> Trecho do texto:
========

Foto do author Marco Aurélio Nogueira
Atualização:

Como tem sido usual de alguns anos para cá, 2015 iniciou-se com a sombra da crise orçamentária rondando as universidades estaduais de São Paulo. A situação foi dramatizada, agora em maio, com o vaivém governamental na formulação do projeto de Lei de Diretrizes Orçamentárias (LDO) para 2016. 

Inicialmente, o projeto substituiu o parâmetro de um “teto mínimo” da arrecadação do ICMS – fixado em 9,57% desde 1.989 – pela adoção de um “limite máximo” na sistemática de repasses para as universidades. Caso a proposta fosse aprovada, ela poderia implicar que o governo, a cada mês, fixasse unilateralmente o valor das transferências para as universidades, diminuindo o poder que têm elas de planejar a gestão de seus recursos.

Dias depois o governador Geraldo Alckmin enviou à Assembleia Legislativa uma alteração no projeto de LDO, excluindo a expressão “no máximo” e determinando que o repasse mensal a USP, UNESP e Unicamp “respeite o porcentual global de 9,57% da arrecadação do ICMS”.

A autonomia universitária foi uma conquista. Entre 1986 e 1989, vivemos um difícil processo de negociações, ao final do qual se chegou à fórmula de financiamento que perdura até hoje. Segurança no fluxo de recursos, acréscimo na capacidade de planejamento, política salarial autônoma, entre outras coisas, fizeram com que o complexo universitário paulista se tornasse um exemplo de política pública bem-sucedida. São de domínio público os resultados positivos em termos de produção científica e qualidade de ensino, além de cooperação com a sociedade e com as demandas econômicas do Estado e do País. 

As universidades paulistas passaram por três momentos críticos nas últimas décadas. 

Em 1990, muitos julgavam que, com a contração econômica provocada pelo governo Fernando Collor, a autonomia passaria a ser um problema. Entre reitores e dirigentes, muitos falaram em “devolver a autonomia”. Aos poucos, universidades e governo se convenceram de que a autonomia era um grande trunfo para o desenvolvimento científico e de que a contração econômica não seria eterna. O tempo mostrou que a posição era correta. Em 2007, a crise envolveu ameaças de cortes de verbas e uma tentativa governamental de afastar a Fapesp das universidades. 

Hoje, temos de enfrentar a mãe de todas as nossas crises. Antes de tudo porque está em curso um processo de desvalorização das áreas “cerebrais” do governo. A proposta de extinção da Fundap e do Cepam, instituições técnicas que há tempos se mantêm com imensos sacrifícios, é bom indício disso. Uma proposta de LDO que implique redução de recursos arruinaria em poucos anos as três universidades públicas de São Paulo.

========

> Linhas listadas:
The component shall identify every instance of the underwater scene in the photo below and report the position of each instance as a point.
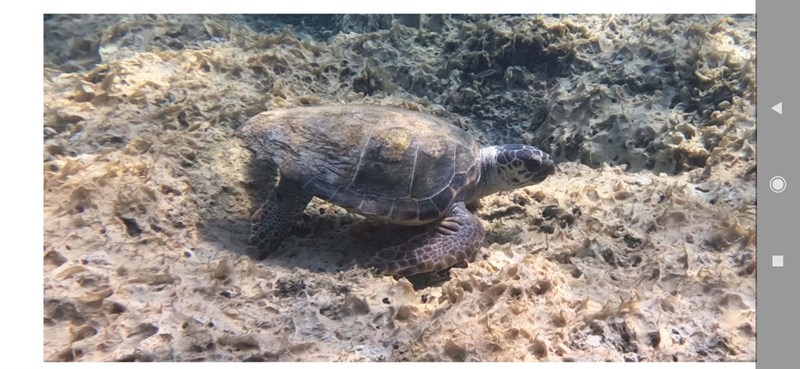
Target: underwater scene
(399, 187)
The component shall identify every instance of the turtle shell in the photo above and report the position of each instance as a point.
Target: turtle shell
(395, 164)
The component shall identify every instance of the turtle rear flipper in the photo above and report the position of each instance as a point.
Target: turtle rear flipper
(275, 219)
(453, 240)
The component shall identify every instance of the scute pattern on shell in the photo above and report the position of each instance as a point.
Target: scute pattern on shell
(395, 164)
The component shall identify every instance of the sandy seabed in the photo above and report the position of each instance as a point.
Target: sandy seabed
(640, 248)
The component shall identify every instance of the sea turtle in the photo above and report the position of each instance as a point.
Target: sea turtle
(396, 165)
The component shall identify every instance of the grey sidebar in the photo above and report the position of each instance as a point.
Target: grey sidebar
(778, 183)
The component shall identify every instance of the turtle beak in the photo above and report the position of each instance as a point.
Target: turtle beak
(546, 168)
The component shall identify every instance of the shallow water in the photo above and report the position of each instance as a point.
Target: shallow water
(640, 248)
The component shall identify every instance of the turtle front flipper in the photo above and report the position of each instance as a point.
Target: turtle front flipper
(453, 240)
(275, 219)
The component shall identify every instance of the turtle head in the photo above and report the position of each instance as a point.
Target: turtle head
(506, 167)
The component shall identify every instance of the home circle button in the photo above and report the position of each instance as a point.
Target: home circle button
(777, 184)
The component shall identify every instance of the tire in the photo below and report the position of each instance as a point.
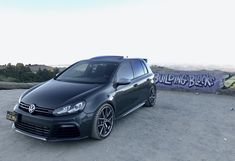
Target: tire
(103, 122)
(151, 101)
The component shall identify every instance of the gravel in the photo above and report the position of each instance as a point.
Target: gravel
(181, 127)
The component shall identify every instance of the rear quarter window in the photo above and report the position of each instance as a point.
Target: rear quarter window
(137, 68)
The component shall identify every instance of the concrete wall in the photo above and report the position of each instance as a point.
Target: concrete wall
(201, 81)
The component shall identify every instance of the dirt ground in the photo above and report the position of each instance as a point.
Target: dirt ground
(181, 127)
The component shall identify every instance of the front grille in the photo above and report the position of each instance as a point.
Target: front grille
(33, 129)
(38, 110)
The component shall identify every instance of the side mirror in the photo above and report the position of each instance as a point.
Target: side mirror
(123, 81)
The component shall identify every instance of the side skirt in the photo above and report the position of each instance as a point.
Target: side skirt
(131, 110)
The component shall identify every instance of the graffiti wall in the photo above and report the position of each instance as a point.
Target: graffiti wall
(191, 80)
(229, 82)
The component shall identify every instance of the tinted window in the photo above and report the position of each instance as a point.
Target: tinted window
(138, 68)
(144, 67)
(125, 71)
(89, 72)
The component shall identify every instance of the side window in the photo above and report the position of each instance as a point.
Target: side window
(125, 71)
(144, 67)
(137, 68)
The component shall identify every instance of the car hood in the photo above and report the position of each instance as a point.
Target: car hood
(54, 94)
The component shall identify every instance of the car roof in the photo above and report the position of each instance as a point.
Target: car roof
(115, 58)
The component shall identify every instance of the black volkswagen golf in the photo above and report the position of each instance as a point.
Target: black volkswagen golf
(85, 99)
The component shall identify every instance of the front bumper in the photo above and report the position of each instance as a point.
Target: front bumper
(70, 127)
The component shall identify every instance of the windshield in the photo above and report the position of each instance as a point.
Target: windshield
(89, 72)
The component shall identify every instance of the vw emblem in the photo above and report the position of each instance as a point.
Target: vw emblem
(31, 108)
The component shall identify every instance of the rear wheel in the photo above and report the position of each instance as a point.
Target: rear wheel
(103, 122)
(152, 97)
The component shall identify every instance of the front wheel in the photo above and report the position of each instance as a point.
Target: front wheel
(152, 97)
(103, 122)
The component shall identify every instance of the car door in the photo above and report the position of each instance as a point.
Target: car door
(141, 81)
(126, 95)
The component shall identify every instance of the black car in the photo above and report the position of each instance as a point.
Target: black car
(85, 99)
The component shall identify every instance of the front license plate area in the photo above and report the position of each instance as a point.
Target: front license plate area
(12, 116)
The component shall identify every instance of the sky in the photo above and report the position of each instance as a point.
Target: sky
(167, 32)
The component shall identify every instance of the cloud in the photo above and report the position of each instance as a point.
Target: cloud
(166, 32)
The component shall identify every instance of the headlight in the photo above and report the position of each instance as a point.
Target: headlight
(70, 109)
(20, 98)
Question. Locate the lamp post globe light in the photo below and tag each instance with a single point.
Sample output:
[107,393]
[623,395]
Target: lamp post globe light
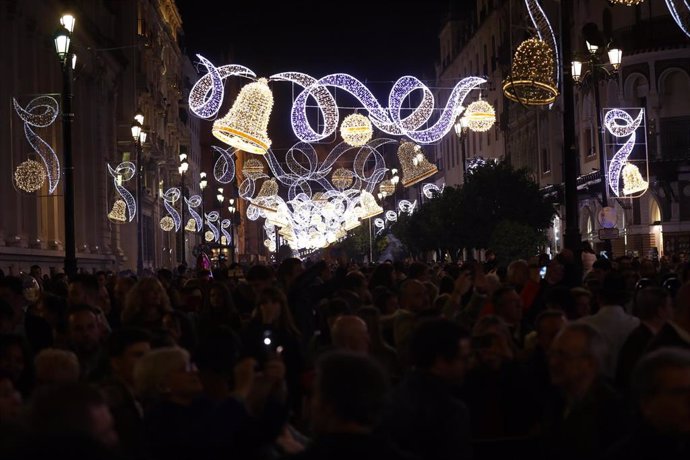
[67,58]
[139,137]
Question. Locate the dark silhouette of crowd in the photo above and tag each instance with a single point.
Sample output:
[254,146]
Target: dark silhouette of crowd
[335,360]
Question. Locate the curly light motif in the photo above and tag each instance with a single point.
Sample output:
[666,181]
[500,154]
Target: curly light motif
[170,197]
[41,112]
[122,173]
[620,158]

========

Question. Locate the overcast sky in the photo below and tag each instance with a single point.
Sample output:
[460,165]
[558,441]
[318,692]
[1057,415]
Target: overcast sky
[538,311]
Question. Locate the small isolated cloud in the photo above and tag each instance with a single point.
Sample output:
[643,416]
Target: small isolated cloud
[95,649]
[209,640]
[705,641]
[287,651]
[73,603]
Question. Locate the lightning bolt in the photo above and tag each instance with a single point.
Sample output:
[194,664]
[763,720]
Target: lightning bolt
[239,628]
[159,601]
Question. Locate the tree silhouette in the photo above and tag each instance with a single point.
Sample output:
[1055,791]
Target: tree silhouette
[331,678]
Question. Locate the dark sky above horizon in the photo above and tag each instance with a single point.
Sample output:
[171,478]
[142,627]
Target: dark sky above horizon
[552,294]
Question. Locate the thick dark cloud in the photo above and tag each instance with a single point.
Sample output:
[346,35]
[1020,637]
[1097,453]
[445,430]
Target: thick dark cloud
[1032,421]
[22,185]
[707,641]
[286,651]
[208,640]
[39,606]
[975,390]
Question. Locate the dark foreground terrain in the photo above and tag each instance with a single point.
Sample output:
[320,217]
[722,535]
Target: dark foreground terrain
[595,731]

========

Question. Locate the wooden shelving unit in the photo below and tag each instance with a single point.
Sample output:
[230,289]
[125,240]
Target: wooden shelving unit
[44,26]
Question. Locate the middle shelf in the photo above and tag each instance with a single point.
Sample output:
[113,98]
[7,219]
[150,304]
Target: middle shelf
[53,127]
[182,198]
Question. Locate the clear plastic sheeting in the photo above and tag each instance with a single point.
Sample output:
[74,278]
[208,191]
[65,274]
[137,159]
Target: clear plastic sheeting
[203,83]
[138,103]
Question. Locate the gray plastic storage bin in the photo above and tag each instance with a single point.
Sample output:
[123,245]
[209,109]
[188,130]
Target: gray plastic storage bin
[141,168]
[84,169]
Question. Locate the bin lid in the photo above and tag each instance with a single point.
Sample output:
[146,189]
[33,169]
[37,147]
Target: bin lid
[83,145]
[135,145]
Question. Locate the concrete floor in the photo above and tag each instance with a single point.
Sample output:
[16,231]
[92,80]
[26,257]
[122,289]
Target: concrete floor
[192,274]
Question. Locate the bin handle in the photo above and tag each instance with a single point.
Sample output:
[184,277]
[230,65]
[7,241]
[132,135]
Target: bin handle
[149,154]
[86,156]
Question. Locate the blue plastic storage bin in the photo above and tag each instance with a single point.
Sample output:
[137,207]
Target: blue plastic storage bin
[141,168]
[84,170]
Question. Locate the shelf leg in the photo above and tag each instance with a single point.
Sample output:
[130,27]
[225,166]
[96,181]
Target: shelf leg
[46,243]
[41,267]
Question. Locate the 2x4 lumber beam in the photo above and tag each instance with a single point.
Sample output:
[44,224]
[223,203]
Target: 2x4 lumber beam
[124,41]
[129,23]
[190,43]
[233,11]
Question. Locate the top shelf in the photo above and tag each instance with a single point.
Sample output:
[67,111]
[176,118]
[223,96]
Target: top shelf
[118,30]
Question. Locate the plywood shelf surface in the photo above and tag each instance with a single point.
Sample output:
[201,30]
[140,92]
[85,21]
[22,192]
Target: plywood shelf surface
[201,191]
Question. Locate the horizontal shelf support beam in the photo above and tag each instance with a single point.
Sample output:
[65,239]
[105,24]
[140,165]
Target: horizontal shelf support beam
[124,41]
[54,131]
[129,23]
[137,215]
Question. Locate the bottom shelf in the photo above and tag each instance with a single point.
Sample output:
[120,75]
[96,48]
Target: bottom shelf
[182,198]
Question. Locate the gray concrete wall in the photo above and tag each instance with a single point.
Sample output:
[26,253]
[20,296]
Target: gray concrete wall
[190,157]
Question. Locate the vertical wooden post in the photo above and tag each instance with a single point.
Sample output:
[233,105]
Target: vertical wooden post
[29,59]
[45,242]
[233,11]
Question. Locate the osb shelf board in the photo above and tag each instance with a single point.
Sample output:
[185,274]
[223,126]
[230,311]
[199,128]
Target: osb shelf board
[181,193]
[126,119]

========

> Partes do exercício:
• a. Extraia todas as linhas que contêm a palavra "dirt".
• b. Prossiga com o texto sobre a crise orçamentária das universidades estaduais paulistas a partir da última frase apresentada.

> Respostas por tarefa:
• a.
The component shall identify every instance of the dirt ground in the photo above and report the position of each instance as a point.
Target: dirt ground

• b.
A crise financeira que se arrasta não se deve apenas à existência de governos com valores distintos dos que as comunidades universitárias e científicas prezam. Hostilidades partem das áreas econômicas e de planejamento avessas a desenhos de financiamento de longo prazo das políticas de caráter social. Mas ataques só surtem efeito porque as universidades estaduais foram gradualmente deixando de lado a responsabilidade pela gestão financeira autônoma e perderam força no terreno da formulação de uma política consistente para o ensino superior. 

Recordemos: a nomeação do professor Grandino Rodas para a Reitoria da USP (2010-2013) conflagrou a instituição. Para pacificá-la procedeu-se a uma contínua distribuição de benesses a todos os segmentos corporativos: alocação de recursos para construções, laboratórios, vantagens salariais por fora das decisões do Cruesp, auxílios variados. As benesses silenciaram os interesses organizados. Nenhuma associação, entidade ou segmento se levantou contra elas ou as denunciou. O Conselho Universitário calou-se. Formou-se uma legião de responsáveis e de coniventes. 

A situação piorou com a vigência daquele perverso mecanismo que podemos chamar de “lei sociológica de absorção imediata das vantagens adjacentes”. Qualquer vantagem, justa ou injusta, obtida por uma categoria ou segmento será num curto espaço de tempo repassada a todas as outras. O mesmo acontece entre as universidades, que quase sempre absorvem e socializam o que acontece na USP. Não foi por acaso que os gastos com pessoal superaram ou estão atingindo 100% dos recursos oriundos dos cofres do Estado. É esse o epicentro da crise.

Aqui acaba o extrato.